-- QUOTED PASSAGE --
* Begin *

# Suggestions for my water parameters



## killiedave57 (Dec 25, 2014)

Hello:
I am getting ready to set up a 125, and while I have set up smaller tanks,with basic products, I want this one to be a a little more stable or less goofing around trying to keep my parameters more stable.

My well water is generally coming out ph5.8-6.2 low tds and conductivity. pretty close to rain water, but what I am wondering is what would be the best product to use for a substrate that helps with my conditions?

I am looking at the ADA Aquasoil, & Power Sand (if I can get it) but is this good or would I be better off using something more obtainable???

thanks for your input
david


----------



## Aquaticz (May 22, 2009)

opinion:

can not go wrong with aqua soil


----------



## killiedave57 (Dec 25, 2014)

So, is there a preferred place to order the Aqua Soil?(keeping in mind I am on the East Coast)
also, I can probably search it (and likely will) is there a calculation for quantity (lbs) for a given tank
thanks


----------



## Bluefin (Oct 29, 2014)

well you should always set the PH of your tank depending on the kinds of fish your gonna have in it not the other way around. if your gonna have african cichlids or discus youll need a high ph tank if your gonna keep south american fishes then youll need low ph or acidic water. your ph is allready acidic adding amazonia aquasoil will lower your ph/kh even more. with water like that i would just use a substrate thats neutral or dose baking soda to raise your kh.but like i saind you first need to decide what species of fish you want and then tailor to that


----------



## killiedave57 (Dec 25, 2014)

No offense Bluefin, but not sure where you buy your discus from......
my experience with discus is that typical conditions for them is soft acidic water.
anyhow,
I am not worrying about fish, I am wanting to have a planted tank....
I have plenty of fish tanks (about 50)
fish for this tank will be secondary.
my questions were directed to whether product like aquasoil are going to be affected by my well water.
thanks for the interest though


----------



## Bluefin (Oct 29, 2014)

my mistake on the discus


----------

* End *

-- TASK INSTRUCTIONS --
**a)** What does the substrate thread say? Sum it up in three sentences.
**b)** Can you transcribe the substrate thread starting at the words "well you should" and stopping after "your discus from......"?
The listing has nothing to do with the substrate thread.

-- DATA --
* Begin *

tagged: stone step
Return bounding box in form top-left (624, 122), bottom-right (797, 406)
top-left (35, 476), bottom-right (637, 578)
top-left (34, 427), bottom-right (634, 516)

* End *

-- PER-TASK ANSWERS --
**a)** Poster killiedave57 is preparing a 125 and asks which substrate suits well water with a pH of 5.8–6.2 and low TDS and conductivity, naming ADA Aquasoil and Power Sand. Aquaticz says you cannot go wrong with Aqua Soil, while Bluefin argues that pH should be set by the fish chosen, that Amazonia Aquasoil would lower the already acidic pH and KH further, and that a neutral substrate or baking soda would be better. killiedave57 replies that discus typically need soft acidic water, that the tank is meant to be planted with fish secondary, and that the real question is whether products like Aquasoil will be affected by the well water; Bluefin then admits the mistake on discus.

**b)**
well you should always set the PH of your tank depending on the kinds of fish your gonna have in it not the other way around. if your gonna have african cichlids or discus youll need a high ph tank if your gonna keep south american fishes then youll need low ph or acidic water. your ph is allready acidic adding amazonia aquasoil will lower your ph/kh even more. with water like that i would just use a substrate thats neutral or dose baking soda to raise your kh.but like i saind you first need to decide what species of fish you want and then tailor to that


----------



## killiedave57 (Dec 25, 2014)

No offense Bluefin, but not sure where you buy your discus from......